TEXT EXTRACT:
# Evaluating model performance 
## Overview
Todaye are going to calculate error metrics to evaluate the skill of modules. By the end of this session we will have computed the:

- Mean Error - $\it{ME}$
- Mean Absolute Error - $\it{MAE}$
- Skill Score - $\it{SS}$

These have been introduced to you in class so they are (hopefully) at least somewhat familiar to you by now. Briefly, the $\it{ME}$ computes the means of the differences between the modelled ($\it{m}$) and observed ($\it{o}$) series: 

\begin{equation*}
ME=\frac{1}{n}\sum_{i=1}^n m_i - o_i
\end{equation*} 

whereas the $\it{MAE}$ evaluates the mean of the $\it{absolute}$ differences between the modelled and observed series:

\begin{equation*}
MAE=\frac{1}{n}\sum_{i=1}^n | m_i - o_i |
\end{equation*} 

$\it{SS}$ then provides us with a means to weigh the performance of competing models against one another:

\begin{equation*}
SS=1-\frac{E}{E_{ref}}
\end{equation*} 

Where $E_{ref}$ is the reference model against which we are evaluating performance. Clearly, as the error of our new model ($E$) tends to zero, SS approaches one. If the new model does not do such a good job as the reference ($E$ >$E_{ref}$) , the SS will be negative.

WORK TO COMPLETE:
1. In the text on evaluating model performance, what happens to the skill score when the new model does worse than the reference model?
2. Rewrite the records from their first line through the line containing "98, 285, 551, 355" as a two-column CSV with the columns request and boxes. Give one row per request, holding its text and its answer, each in a single quoted field with line breaks replaced by spaces.
The text on evaluating model performance and the records are separate, unrelated material.

RECORDS FOR THE TASK:
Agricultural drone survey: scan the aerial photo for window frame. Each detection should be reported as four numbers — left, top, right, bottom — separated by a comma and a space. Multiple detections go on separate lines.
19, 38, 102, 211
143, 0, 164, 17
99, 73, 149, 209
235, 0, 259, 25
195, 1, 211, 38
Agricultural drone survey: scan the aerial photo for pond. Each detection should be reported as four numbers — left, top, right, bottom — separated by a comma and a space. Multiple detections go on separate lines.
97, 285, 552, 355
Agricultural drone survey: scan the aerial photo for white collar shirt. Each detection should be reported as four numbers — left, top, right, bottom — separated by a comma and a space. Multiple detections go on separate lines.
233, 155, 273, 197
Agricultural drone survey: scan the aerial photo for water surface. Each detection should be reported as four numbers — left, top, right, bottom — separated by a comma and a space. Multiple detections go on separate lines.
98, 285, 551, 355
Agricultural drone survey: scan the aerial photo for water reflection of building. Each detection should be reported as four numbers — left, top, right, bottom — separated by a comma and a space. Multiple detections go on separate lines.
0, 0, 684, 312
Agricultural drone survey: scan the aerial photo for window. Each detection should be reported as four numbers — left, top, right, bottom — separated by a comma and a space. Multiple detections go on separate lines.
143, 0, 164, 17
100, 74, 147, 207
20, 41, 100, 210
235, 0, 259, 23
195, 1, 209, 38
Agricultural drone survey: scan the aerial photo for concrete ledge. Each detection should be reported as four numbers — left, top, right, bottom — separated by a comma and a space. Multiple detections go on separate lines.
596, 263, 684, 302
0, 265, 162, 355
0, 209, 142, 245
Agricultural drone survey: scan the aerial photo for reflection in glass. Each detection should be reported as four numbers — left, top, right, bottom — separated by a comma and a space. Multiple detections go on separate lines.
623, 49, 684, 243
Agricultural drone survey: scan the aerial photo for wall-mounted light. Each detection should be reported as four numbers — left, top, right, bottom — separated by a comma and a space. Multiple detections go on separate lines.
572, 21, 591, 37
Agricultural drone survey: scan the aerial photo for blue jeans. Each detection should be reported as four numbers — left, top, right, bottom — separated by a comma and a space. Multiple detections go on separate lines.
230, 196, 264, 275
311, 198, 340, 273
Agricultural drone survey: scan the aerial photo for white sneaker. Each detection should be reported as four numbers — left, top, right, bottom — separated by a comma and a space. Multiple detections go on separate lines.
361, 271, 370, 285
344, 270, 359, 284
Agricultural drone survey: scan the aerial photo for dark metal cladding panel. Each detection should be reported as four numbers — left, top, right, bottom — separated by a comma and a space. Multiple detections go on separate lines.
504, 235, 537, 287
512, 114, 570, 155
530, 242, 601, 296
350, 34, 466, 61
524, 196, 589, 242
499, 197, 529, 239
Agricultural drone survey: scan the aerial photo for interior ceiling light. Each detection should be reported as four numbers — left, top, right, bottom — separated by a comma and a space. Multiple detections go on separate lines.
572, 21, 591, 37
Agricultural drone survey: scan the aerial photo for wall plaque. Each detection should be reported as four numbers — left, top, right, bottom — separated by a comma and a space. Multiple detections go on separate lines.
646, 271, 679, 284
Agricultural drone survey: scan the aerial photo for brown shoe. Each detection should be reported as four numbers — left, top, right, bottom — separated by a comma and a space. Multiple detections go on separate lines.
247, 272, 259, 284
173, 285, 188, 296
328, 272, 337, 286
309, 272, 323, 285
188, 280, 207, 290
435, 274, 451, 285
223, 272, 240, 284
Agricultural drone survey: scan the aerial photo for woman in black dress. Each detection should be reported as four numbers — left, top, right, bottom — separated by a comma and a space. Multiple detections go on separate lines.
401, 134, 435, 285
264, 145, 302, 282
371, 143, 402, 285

EXPECTED RESULTS:
1. The skill score becomes negative.

2.
request,boxes
"Agricultural drone survey: scan the aerial photo for window frame. Each detection should be reported as four numbers — left, top, right, bottom — separated by a comma and a space. Multiple detections go on separate lines.","19, 38, 102, 211 143, 0, 164, 17 99, 73, 149, 209 235, 0, 259, 25 195, 1, 211, 38"
"Agricultural drone survey: scan the aerial photo for pond. Each detection should be reported as four numbers — left, top, right, bottom — separated by a comma and a space. Multiple detections go on separate lines.","97, 285, 552, 355"
"Agricultural drone survey: scan the aerial photo for white collar shirt. Each detection should be reported as four numbers — left, top, right, bottom — separated by a comma and a space. Multiple detections go on separate lines.","233, 155, 273, 197"
"Agricultural drone survey: scan the aerial photo for water surface. Each detection should be reported as four numbers — left, top, right, bottom — separated by a comma and a space. Multiple detections go on separate lines.","98, 285, 551, 355"